>>>

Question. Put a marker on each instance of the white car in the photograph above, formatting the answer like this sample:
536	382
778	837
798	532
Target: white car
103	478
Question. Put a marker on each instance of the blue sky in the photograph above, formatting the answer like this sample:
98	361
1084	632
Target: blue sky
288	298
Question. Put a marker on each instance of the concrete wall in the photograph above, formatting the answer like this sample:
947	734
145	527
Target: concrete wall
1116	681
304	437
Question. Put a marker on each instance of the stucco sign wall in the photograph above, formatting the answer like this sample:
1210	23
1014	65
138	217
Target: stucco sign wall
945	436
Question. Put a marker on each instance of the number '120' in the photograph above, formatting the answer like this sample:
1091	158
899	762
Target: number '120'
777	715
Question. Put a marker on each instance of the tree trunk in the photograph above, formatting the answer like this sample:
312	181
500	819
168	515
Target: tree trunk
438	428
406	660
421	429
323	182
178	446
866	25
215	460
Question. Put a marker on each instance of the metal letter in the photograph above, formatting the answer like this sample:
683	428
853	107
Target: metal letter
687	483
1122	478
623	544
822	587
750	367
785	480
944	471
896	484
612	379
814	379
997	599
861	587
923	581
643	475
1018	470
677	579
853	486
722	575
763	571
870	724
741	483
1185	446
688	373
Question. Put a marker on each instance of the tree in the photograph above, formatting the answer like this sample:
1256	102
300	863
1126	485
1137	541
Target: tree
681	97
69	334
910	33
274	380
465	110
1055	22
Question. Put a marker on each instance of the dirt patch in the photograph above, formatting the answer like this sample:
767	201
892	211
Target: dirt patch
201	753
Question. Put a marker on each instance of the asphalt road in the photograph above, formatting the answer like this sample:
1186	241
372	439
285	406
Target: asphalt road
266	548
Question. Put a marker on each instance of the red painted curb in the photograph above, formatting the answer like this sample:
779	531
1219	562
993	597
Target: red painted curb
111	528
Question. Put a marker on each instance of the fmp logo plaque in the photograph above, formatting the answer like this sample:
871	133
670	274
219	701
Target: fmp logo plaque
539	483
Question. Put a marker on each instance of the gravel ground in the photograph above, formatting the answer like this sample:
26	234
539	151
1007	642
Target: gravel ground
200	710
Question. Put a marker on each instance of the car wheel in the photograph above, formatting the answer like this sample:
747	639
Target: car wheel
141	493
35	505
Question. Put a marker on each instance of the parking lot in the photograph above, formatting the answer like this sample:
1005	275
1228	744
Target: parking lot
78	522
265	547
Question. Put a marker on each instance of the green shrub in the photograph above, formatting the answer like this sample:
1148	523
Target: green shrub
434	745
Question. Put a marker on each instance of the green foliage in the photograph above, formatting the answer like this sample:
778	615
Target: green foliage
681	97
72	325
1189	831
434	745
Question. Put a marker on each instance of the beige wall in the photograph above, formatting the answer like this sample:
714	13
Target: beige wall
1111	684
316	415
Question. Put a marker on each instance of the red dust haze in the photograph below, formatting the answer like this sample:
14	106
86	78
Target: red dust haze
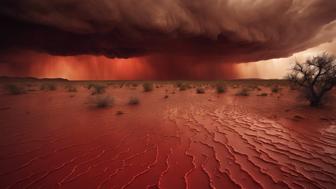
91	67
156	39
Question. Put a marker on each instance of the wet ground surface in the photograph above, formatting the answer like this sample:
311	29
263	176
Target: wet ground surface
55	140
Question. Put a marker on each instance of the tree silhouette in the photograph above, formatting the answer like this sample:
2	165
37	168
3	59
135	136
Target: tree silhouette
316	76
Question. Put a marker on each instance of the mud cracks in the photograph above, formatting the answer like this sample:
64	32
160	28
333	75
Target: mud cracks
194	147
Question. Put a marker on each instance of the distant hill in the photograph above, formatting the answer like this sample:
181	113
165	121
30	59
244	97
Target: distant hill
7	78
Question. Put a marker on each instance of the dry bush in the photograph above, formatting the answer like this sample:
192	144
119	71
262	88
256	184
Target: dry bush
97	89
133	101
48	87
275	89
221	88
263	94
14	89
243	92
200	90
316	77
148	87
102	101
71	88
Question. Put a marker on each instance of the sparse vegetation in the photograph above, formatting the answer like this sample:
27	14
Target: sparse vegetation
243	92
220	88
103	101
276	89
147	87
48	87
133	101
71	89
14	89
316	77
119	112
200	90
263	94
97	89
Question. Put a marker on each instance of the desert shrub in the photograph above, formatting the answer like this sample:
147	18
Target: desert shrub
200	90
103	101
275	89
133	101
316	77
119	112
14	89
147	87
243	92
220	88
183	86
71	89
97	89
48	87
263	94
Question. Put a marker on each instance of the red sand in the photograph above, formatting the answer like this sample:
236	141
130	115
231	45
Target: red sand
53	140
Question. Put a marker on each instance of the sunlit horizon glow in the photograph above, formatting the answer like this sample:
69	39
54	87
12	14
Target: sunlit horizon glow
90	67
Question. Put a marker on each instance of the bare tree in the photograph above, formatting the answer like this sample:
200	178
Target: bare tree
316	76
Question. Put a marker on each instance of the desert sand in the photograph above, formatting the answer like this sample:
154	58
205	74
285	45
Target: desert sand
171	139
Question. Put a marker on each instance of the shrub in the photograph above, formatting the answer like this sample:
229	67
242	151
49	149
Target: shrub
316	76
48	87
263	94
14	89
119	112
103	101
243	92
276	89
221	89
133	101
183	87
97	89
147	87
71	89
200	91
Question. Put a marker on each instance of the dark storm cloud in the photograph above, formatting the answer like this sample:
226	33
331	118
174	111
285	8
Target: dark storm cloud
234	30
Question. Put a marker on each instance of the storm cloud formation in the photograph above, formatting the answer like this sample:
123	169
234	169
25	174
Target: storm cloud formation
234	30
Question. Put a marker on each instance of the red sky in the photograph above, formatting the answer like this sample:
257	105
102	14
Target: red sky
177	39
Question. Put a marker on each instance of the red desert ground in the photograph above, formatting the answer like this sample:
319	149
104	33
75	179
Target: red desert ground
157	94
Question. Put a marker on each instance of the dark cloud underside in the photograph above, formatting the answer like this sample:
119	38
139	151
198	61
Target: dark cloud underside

<<<

§ What you need to do
Return the material exactly as given, apart from the pictures.

§ Completed task
Question. Put a marker on each instance of the white car in the photograph above, formatting the answer like this sample:
536	382
778	837
798	532
Target: white car
103	478
Question. Put a marker on each instance of the blue sky in the photograph above, formatting the answer like this sample:
98	361
1084	632
Target: blue sky
288	298
Question. Put a marker on each instance of the concrete wall in the photograph above, formatting the answer like this sample:
947	734
145	527
Target: concrete wall
1116	681
304	437
Question. Put a marker on each instance of the stucco sign wall in the photograph above, formatting the answer like this sample:
1210	23
1014	65
138	217
Target: stucco sign wall
945	436
Question. Put a marker on each instance of the number '120' in the photograph above, formatting the answer like this sample:
1091	158
899	762
Target: number '120'
777	715
Question. Put a marker on each instance of the tree trunk in the photograph above, formatting the answer like this sample:
312	181
500	819
168	515
Target: tree trunk
438	428
406	660
421	429
323	182
178	446
866	25
215	460
Question. Put a marker on each instance of the metal letter in the photograph above, formatting the answer like this sample:
683	428
853	107
Target: metal letter
687	483
1122	478
623	544
822	587
750	367
785	480
944	471
896	484
612	379
814	379
997	599
861	587
923	581
643	475
1018	470
677	579
853	486
722	575
763	571
870	724
741	483
1185	446
688	373
Question. Put a marker on each instance of the tree in the photograph above, formatting the answer like this sample:
1256	102
300	863
1126	485
1137	541
Target: tree
681	97
69	334
910	33
274	380
465	110
1055	22
Question. Put a marker on each instance of the dirt patch in the photograph above, formatting the answer like this sample:
767	201
892	211
Target: dirt patch
201	753
Question. Put a marker on each instance of the asphalt road in the photograph above, formatting the answer like this sample:
1186	241
372	439
285	406
Target: asphalt road
266	548
Question. Put a marker on each instance of the red painted curb in the photograph above, formatting the answer like this sample:
779	531
1219	562
993	597
Target: red painted curb
111	528
Question. Put a marker on each instance of the fmp logo plaque in the photograph above, formatting the answer like this sample:
871	133
670	274
219	701
Target: fmp logo plaque
539	483
Question. Put a marker on each instance of the gravel ground in the photograph above, formatting the answer like this sample:
26	234
539	151
1007	642
Target: gravel ground
200	710
Question. Put a marker on each instance of the car wheel in the photograph above, formatting the answer like this sample:
747	639
Target: car wheel
141	493
35	505
Question. Put a marker on each instance of the parking lot in the photograph above, formatting the answer like this sample:
1005	275
1228	744
Target: parking lot
78	522
265	547
Question. Put a marker on each instance of the green shrub in the photograph above, formatting the answer like this sample:
1148	523
Target: green shrub
434	745
Question. Put a marker on each instance of the green foliage in the photograph above, formatting the answer like this sample:
778	615
Target: green foliage
681	97
72	325
1189	831
434	745
Question. Put a marker on each instance of the beige wall in the photograph above, formatting the answer like this sample:
714	13
Target: beige wall
1111	684
316	415
Question. Put a marker on each instance of the red dust haze in the photograph below, formatting the answer like this sample:
14	106
86	78
Target: red dust haze
91	67
156	39
Question. Put a marker on each instance of the wet ground surface in the photograph above, formatting the answer like this sample:
311	29
263	176
Target: wet ground surface
55	140
Question. Put a marker on each instance of the tree silhouette in the photograph above, formatting the answer like this sample:
2	165
37	168
3	59
135	136
Target: tree silhouette
316	76
Question. Put a marker on each instance of the mud cracks in the photograph above, formatting the answer like this sample:
64	32
160	28
333	75
Target: mud cracks
194	147
Question. Put a marker on each instance of the distant hill in the photograph above, formatting the answer like this sample:
181	113
165	121
30	59
244	97
Target: distant hill
7	78
Question. Put a marker on each instance of the dry bush in the photograph above, formatting the answer like this sample:
192	144
119	71
262	88
256	184
Target: dry bush
97	89
133	101
48	87
275	89
221	88
263	94
14	89
243	92
200	90
316	77
148	87
102	101
71	88
Question. Put a marker on each instance of the sparse vegetation in the photograph above, formatting the answer like this sample:
27	14
Target: sparse vegetation
243	92
220	88
103	101
276	89
147	87
48	87
133	101
71	89
14	89
316	77
119	112
200	90
263	94
97	89
Question. Put a marker on each instance of the desert shrub in the photograph above, formatting the answer like this sample:
147	18
Target: desert shrub
200	90
103	101
275	89
133	101
316	77
119	112
14	89
147	87
243	92
220	88
183	86
71	89
97	89
48	87
263	94
Question. Put a marker on each instance of the red sand in the photograph above, formatting the answer like this sample:
236	141
130	115
231	45
Target: red sand
53	140
Question. Put a marker on each instance of the sunlit horizon glow in the photograph above, formatting the answer like this sample:
69	39
54	87
12	14
Target: sunlit horizon glow
90	67
Question. Put a marker on each instance of the bare tree in the photograph above, formatting the answer like this sample:
200	178
Target: bare tree
316	76
Question. Put a marker on each instance of the desert sand in the photograph above, formatting the answer like this sample:
154	58
205	74
285	45
Target: desert sand
171	139
Question. Put a marker on each instance of the shrub in the photograph above, formatting the answer like this sample:
229	67
242	151
49	149
Target: shrub
316	76
48	87
263	94
14	89
119	112
103	101
243	92
276	89
221	89
133	101
183	87
97	89
147	87
71	89
200	91
Question. Put a marker on each instance of the dark storm cloud in the photograph above, formatting the answer like this sample:
226	33
331	118
174	111
285	8
Target: dark storm cloud
234	30
Question. Put a marker on each instance of the storm cloud formation in the photograph above, formatting the answer like this sample:
123	169
234	169
25	174
Target: storm cloud formation
234	30
Question. Put a marker on each instance of the red sky in the photograph above, formatting the answer like this sample:
257	105
102	14
Target: red sky
177	39
Question. Put a marker on each instance of the red desert ground in the photograph above, formatting the answer like this sample:
319	149
104	33
75	179
Target: red desert ground
157	94
Question. Put a marker on each instance of the dark cloud underside in the photograph above, formatting the answer like this sample:
119	38
139	151
198	61
Target: dark cloud underside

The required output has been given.